Il ne faut cependant pas attendre de cette partie des explications claires pour esprits logiques. Le film est construit comme un tissu de réminiscences oniriques qui agit par le pouvoir quasiment hypnotique de l’image, et où sont gommés les liens de cause à effet d’une narration classique. Il n’y a d’ailleurs pas forcément de lien de causalité, comme dans la vie : beaucoup de choses arrivent pas hasard, sans que l’on sache vraiment pourquoi, comme les fleurs qui s’ouvrent le matin ou le soleil qui se lève à l’Est. Il s’agit simplement de suivre des personnages qui se croisent, en proie à des passions diverses et victimes de la folie du temps.

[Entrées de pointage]
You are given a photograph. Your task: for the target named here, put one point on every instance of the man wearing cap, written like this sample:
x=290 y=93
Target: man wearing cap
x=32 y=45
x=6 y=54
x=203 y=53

## Tâche courte 1
Réécrivez plus brièvement le paragraphe de l'extrait qui commence par « Il ne faut cependant pas attendre », en conservant ses faits principaux.
## Tâche courte 2
Poursuivez l'extrait consacré au film à partir de sa dernière phrase.

## Résultat 1
Cette partie n'offre pas d'explications claires pour esprits logiques. Le film est un tissu de réminiscences oniriques. Il agit par le pouvoir presque hypnotique de l'image et efface les liens de cause à effet de la narration classique. Comme dans la vie, il n'y a pas toujours de causalité : bien des choses arrivent au hasard, sans qu'on sache pourquoi. On suit simplement des personnages qui se croisent, en proie à diverses passions et victimes de la folie du temps.

## Résultat 2
Image travaillée

 

Le sens est à déduire de l’image, et de ses symboles, et elle est d’une richesse et d’une profusion inouïes. Rien d’étonnant : trois des meilleurs chefs opérateurs chinois du moment ont travaillé sur le film, chacun apportant sa touche personnelle :

 

-   Yang Tao (杨涛) a travaillé avec Wang Xiaoshuai (« So close to paradise », 1999) et Zhang Yuan (« Les petites fleurs rouges », 2006) ;

-   Zhao Fei (赵菲) est un des grands noms de la cinquième génération qui a collaboré, entre autres, avec Tian Zhuangzhuang (« Le voleur de chevaux », 1987), Zhang Yimou (« Epouses et concubines », 1991) et Chen Kaige (« L’empereur et l’assassin », 1998).

-   Quant à Mark Lee Ping-bin (李屏宾), il a travaillé sur presque tous les films de Hou Hsiao-hsien, de « Un temps pour vivre et un temps pour mourir » en 1985 à « Three times » en 2005, en passant par « Les fleurs de Shanghai » en 1998 ; c’est aussi lui qui a dirigé la photo de « Printemps dans une petite ville » de Tian Zhuangzhuang (2002) ; mais il est bien sûr surtout célèbre pour avoir été le chef opérateur (avec

 

Affiche chinoise avec les personnages

     Christopher Doyle) du célébrissime « In the mood for love » de Wong Kar-wai.(2000).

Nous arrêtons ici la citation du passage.